### [Do this]
Word for word, copy all the data and drop the pictures.

### [Entries shown]
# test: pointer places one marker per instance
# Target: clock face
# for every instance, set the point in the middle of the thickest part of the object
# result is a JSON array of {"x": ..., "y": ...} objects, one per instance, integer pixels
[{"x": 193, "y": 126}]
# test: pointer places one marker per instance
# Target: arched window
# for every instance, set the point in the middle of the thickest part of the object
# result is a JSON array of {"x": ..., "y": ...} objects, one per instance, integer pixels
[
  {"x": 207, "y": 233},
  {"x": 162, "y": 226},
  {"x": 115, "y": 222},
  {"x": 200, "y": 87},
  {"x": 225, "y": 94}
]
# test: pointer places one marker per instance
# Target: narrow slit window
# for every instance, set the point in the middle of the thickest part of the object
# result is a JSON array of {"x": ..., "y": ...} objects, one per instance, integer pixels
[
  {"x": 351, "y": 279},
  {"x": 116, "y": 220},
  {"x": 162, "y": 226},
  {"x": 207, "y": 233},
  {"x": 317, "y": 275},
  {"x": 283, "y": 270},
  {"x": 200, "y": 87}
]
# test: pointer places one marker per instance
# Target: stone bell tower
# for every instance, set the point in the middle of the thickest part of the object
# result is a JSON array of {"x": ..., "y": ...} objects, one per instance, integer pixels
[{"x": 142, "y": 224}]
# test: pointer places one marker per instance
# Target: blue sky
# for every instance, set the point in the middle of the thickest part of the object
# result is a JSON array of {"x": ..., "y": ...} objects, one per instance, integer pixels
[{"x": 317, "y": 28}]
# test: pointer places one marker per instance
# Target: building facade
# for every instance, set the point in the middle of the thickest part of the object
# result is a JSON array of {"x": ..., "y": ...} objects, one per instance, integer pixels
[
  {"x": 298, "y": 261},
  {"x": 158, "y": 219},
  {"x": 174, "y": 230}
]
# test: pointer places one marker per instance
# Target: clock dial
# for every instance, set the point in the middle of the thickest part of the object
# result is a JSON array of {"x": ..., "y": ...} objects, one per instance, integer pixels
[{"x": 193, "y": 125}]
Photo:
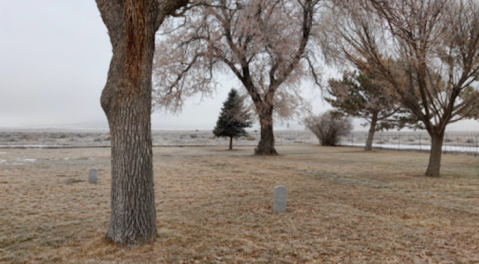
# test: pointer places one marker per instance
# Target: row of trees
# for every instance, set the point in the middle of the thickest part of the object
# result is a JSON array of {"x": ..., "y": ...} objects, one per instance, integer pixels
[{"x": 425, "y": 53}]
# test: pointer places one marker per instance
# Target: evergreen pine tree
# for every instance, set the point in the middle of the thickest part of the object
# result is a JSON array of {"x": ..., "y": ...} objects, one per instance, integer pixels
[{"x": 234, "y": 118}]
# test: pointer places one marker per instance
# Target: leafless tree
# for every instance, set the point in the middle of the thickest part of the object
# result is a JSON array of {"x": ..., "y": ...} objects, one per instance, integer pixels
[
  {"x": 361, "y": 95},
  {"x": 127, "y": 102},
  {"x": 264, "y": 44},
  {"x": 427, "y": 50},
  {"x": 328, "y": 128}
]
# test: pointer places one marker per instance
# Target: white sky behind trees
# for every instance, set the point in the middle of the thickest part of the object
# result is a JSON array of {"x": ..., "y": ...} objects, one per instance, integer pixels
[{"x": 54, "y": 59}]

### [Solved exercise]
# test: pointer places one marker per instance
# Target: clock face
# for every instance, set the point in the middle of the thickest part of the object
# result is a JSON array of {"x": ..., "y": ...} objects, one per instance, integer pixels
[{"x": 193, "y": 126}]
# test: pointer places one marker per instance
# Target: arched window
# for every instance, set the point in the middle of the thickest part of the object
# result is a JSON array of {"x": ..., "y": ...} objects, one per instance, integer pixels
[
  {"x": 207, "y": 233},
  {"x": 162, "y": 226},
  {"x": 115, "y": 222},
  {"x": 200, "y": 87},
  {"x": 225, "y": 94}
]
# test: pointer places one marker per instance
# Target: narrow slit window
# for every instance, set the point in the middle of the thickest part of the object
# result is a JSON array of {"x": ..., "y": ...} objects, one per instance, integer pixels
[
  {"x": 351, "y": 279},
  {"x": 116, "y": 220},
  {"x": 162, "y": 226},
  {"x": 207, "y": 233},
  {"x": 317, "y": 275},
  {"x": 283, "y": 270},
  {"x": 200, "y": 87}
]
# test: pointer places one marker per instance
# Target: stone bell tower
# for every instance, set the point in the middle of the thickest part of the object
# result is a JSON array of {"x": ..., "y": ...} objects, one per instance, integer pixels
[{"x": 142, "y": 224}]
# test: pointer places one marker per instance
# Target: blue sky
# for every instance, set the point in the middle of the thickest part of the object
# result is a JSON array of {"x": ..., "y": ...} objects, one per instance, integer pixels
[{"x": 317, "y": 28}]
# test: pointer places one marker per instance
# Target: building facade
# for every instance, set the point in the middle of the thickest part of the object
# result is a JSON array of {"x": ..., "y": ...} objects, one per instance, integer pixels
[
  {"x": 298, "y": 261},
  {"x": 158, "y": 219},
  {"x": 174, "y": 230}
]
# test: pointer places one marker per instance
# Target: clock dial
# for every instance, set the point in the middle of the thickest part of the object
# result is a JSON array of {"x": ..., "y": ...} objects, one per instance, integer pixels
[{"x": 193, "y": 125}]
Photo:
# test: pointer places one marker per instance
# Target: row of trees
# for every instance, set the point in the middle of the thickest part of the object
# result is a JSON array of {"x": ..., "y": ...} objects, one per instance, integer pixels
[{"x": 425, "y": 53}]
# test: pointer places one marker per instance
# Target: evergreen pine tree
# for every instance, set the point in the middle of the thickest part of the object
# result is a JSON array of {"x": ..., "y": ...} objects, one per instance, integer pixels
[{"x": 234, "y": 118}]
# test: pointer places one marker per instance
# Target: leafless tree
# for every instance, set the point in the middle of the thickest part of the object
# result is a JSON array of {"x": ..., "y": ...} objects, one per instance, integer pixels
[
  {"x": 361, "y": 95},
  {"x": 127, "y": 102},
  {"x": 264, "y": 44},
  {"x": 427, "y": 50},
  {"x": 328, "y": 128}
]
# test: pointer places one marker per instance
# Target: white sky behind trees
# for every instance, set the point in the middle of the thickest part of the object
# result is a JSON array of {"x": ..., "y": ...} objects, one per instance, integer pixels
[{"x": 54, "y": 59}]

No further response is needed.